**Document segment:**
-------
At that point I realised that one of the sources was known to me. A decade ago, in another life, developing Turnpike, I’d dealt with a problem Nick Wedd was having with his machine corrupting files. I hoped that he’d remember me, and so I sent him an email to ask if he knew of any reason why his system would suddenly be sending NTPv1 packets to a machine in Denmark.

To cut a very long story short, it turned out that he did remember me, but that he had a complex network with four or five machines, routers, wireless links and all sorts. Over a week or so, by a process of elimination (he kept track of which of his machines were switched on) and monitoring (his stepson David Prime ran a copy of Ethereal to dump any of the v1 packets); we eventually narrowed the packet source down to his D-Link DI-624 wireless router.
-------
**Supplied entries:**

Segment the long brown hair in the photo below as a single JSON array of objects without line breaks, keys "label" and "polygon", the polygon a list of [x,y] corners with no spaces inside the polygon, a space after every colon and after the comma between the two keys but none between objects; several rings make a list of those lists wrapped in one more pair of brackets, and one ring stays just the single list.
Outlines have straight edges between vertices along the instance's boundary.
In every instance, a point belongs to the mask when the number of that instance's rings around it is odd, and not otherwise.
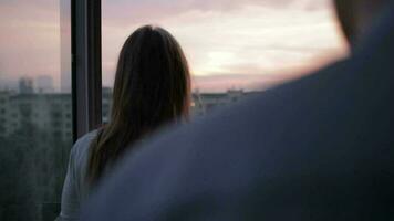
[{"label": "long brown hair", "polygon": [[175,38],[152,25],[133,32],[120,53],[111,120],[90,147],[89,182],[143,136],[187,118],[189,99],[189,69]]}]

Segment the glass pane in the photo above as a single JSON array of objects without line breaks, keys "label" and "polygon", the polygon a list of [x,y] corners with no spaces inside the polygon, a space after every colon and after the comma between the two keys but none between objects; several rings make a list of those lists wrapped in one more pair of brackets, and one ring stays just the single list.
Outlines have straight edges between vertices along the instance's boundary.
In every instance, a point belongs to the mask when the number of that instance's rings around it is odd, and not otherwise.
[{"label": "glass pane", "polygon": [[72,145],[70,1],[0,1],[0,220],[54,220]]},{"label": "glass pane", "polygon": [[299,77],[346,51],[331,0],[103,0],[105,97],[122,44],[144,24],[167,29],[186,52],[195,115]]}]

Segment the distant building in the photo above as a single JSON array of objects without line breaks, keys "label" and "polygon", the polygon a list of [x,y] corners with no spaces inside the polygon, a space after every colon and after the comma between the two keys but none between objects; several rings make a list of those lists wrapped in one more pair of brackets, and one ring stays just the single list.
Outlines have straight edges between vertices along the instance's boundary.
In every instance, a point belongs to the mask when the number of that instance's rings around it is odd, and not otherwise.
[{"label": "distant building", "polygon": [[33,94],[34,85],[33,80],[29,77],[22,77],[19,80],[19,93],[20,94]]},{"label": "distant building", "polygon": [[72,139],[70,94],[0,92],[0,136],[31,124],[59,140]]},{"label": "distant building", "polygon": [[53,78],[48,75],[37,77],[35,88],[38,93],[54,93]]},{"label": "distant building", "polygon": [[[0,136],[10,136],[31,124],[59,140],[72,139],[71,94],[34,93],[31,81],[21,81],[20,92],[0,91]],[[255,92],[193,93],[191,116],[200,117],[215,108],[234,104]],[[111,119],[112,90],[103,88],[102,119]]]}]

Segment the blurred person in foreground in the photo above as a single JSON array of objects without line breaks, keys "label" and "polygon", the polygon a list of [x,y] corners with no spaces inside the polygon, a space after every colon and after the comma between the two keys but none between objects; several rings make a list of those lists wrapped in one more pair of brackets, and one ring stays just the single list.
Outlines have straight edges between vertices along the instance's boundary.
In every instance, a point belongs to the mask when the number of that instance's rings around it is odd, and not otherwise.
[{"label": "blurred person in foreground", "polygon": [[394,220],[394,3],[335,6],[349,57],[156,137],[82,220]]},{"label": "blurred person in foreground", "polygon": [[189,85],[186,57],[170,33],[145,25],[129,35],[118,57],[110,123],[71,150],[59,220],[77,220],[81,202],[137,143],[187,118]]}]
-------
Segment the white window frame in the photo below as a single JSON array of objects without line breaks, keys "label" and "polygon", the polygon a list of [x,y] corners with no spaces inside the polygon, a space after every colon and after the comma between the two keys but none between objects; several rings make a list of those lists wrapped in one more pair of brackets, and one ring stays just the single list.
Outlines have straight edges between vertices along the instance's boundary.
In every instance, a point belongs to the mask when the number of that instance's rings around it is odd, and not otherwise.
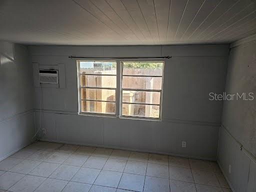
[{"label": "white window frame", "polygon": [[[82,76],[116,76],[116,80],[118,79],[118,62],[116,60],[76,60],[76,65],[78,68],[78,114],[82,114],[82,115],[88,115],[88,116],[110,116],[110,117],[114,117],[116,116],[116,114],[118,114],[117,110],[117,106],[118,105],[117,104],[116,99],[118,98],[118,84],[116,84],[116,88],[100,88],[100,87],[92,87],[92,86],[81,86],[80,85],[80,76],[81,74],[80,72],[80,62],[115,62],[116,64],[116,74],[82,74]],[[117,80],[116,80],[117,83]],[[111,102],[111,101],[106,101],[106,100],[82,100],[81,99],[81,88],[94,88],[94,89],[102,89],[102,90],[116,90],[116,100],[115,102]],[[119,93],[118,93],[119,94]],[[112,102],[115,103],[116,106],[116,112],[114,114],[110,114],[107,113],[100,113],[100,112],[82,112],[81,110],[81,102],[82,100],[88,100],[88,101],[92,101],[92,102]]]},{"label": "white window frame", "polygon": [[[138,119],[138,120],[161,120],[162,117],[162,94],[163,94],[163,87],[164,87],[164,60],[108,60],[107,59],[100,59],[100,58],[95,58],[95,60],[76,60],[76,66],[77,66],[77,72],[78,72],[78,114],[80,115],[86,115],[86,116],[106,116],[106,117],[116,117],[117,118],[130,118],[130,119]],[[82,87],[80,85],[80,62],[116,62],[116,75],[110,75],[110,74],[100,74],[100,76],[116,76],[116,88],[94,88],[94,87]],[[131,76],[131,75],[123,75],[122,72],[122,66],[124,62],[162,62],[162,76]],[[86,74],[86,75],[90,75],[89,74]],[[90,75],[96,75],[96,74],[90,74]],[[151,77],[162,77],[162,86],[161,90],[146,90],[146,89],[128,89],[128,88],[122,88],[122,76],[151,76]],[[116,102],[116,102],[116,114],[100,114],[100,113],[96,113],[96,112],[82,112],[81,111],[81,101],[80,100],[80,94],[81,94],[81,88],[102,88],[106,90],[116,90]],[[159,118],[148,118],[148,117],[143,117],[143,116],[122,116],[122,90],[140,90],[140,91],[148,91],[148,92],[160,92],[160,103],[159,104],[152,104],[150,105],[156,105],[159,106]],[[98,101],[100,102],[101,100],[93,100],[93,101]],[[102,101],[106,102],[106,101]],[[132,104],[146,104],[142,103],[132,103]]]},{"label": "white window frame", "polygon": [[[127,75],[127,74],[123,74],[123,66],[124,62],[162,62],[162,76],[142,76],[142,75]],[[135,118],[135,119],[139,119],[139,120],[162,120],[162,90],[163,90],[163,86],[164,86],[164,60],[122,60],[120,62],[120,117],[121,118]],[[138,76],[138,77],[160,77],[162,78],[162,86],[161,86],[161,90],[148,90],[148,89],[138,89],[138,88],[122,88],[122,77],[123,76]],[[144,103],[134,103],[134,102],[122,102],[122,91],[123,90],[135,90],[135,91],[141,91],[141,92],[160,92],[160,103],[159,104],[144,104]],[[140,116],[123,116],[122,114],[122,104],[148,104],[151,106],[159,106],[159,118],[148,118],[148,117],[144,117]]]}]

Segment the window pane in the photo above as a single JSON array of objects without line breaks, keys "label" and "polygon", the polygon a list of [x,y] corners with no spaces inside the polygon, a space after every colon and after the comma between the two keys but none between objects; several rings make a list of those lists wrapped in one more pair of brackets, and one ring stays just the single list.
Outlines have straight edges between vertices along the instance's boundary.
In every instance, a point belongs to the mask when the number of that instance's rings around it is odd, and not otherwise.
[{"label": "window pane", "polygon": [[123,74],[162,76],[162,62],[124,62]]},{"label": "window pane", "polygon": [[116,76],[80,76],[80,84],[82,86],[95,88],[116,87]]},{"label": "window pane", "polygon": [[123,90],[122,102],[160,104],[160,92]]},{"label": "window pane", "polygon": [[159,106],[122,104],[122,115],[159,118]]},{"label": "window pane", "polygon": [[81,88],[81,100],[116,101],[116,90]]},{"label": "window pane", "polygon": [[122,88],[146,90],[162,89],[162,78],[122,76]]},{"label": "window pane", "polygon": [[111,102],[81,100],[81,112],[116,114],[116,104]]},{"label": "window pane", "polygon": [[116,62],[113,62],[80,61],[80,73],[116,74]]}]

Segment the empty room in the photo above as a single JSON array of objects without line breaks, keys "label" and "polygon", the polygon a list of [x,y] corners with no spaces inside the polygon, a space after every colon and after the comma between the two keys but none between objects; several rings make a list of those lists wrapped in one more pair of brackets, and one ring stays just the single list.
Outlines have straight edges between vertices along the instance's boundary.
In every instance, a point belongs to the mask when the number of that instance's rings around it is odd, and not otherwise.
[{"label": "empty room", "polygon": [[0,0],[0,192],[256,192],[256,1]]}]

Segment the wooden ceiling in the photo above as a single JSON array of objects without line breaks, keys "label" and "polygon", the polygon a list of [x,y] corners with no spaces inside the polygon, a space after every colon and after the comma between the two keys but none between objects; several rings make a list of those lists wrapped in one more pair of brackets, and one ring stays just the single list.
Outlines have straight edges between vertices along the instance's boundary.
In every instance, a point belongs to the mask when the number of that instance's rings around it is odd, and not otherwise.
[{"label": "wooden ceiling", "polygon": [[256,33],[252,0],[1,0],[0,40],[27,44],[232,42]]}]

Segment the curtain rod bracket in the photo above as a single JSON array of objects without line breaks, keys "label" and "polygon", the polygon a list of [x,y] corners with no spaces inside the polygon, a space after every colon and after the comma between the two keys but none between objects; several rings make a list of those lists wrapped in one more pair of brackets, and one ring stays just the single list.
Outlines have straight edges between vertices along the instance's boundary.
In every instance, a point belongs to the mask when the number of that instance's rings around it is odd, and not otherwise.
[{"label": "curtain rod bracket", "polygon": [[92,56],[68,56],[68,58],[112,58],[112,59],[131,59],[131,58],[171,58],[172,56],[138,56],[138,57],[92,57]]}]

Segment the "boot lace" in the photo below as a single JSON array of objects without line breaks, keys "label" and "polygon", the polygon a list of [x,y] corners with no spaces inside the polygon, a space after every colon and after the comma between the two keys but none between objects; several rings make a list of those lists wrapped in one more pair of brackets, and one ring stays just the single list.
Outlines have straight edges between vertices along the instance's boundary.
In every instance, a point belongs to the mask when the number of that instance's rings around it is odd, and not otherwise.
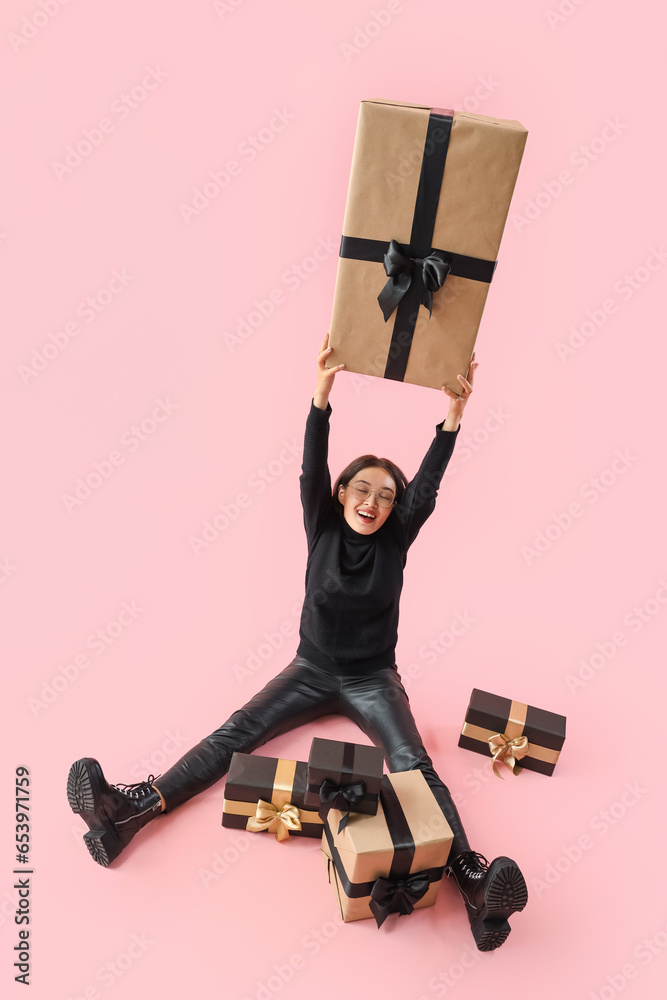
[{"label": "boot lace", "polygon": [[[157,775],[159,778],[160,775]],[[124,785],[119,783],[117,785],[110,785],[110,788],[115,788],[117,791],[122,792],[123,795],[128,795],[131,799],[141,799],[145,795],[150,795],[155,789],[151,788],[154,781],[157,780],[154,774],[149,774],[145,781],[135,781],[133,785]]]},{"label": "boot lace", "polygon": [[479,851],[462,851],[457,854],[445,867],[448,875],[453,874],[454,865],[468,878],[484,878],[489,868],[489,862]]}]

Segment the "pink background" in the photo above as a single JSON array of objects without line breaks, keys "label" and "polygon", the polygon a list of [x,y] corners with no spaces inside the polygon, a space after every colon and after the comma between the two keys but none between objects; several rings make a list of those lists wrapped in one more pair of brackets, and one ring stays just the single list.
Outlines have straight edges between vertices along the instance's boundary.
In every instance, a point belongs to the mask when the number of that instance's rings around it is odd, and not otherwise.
-------
**What is asked:**
(A) What does the account of tracing the NTPv1 packets say, in two sentences?
(B) Could you carry on the account of tracing the NTPv1 packets from its final sentence?

**Expected answers:**
(A) The writer recognized one source as Nick Wedd, who had been helped with a file-corruption problem a decade earlier during the development of Turnpike, and emailed him to ask why his system might be sending NTPv1 packets to a machine in Denmark. Wedd remembered the writer, and after about a week of elimination and monitoring across his complex network, with his stepson David Prime running Ethereal to capture the v1 packets, the source was narrowed down to his D-Link DI-624 wireless router.

(B)
I purchased a DI-624 on eBay and found that its exact operation depended upon the particular firmware version it was running. Typically the firmware contains a list of 50 or so NTP time servers and it will choose one at random and ask it for the time – by sending out a naively constructed NTPv1 packet. If there is no answer (because the remote server doesn’t reply, or the response is firewalled off) then after 30 seconds it will choose another server and try again. If it does get a reply then it won’t ask again for a hour or so.

And it’s not just the DI-624. Many other D-Link products have the same behaviour, and over the years they have shipped tens of millions of devices. So all of these enquires add up (especially the unanswered ones)… to about 37 packets a second on each of the world’s stratum one timeservers!

This isn’t how NTP is meant to work. Consumer devices should ask one of their ISP’s time service machines (probably running at stratum 3), the ISP will synchronise these to a stratum 2 device that is firewalled off from customers, and that machine will chime with some nearby (same continent) stratum 1 machines. Leaving aside the denial-of-service issues there’s not much point in consumers sending packets half-way across a continent to a stratum 1 machine — network variability will mean that they get as good or better results from a nearby box.

Now D-Link do provide a way of configuring a DI-624 to contact a nearby NTP server — and setting this will mean no extraneous stratum 1 traffic. However, the default configuration is to access the stratum 1 timeservers and hence the stage is set for a DDoS attack on part of the key infrastructure of the Internet.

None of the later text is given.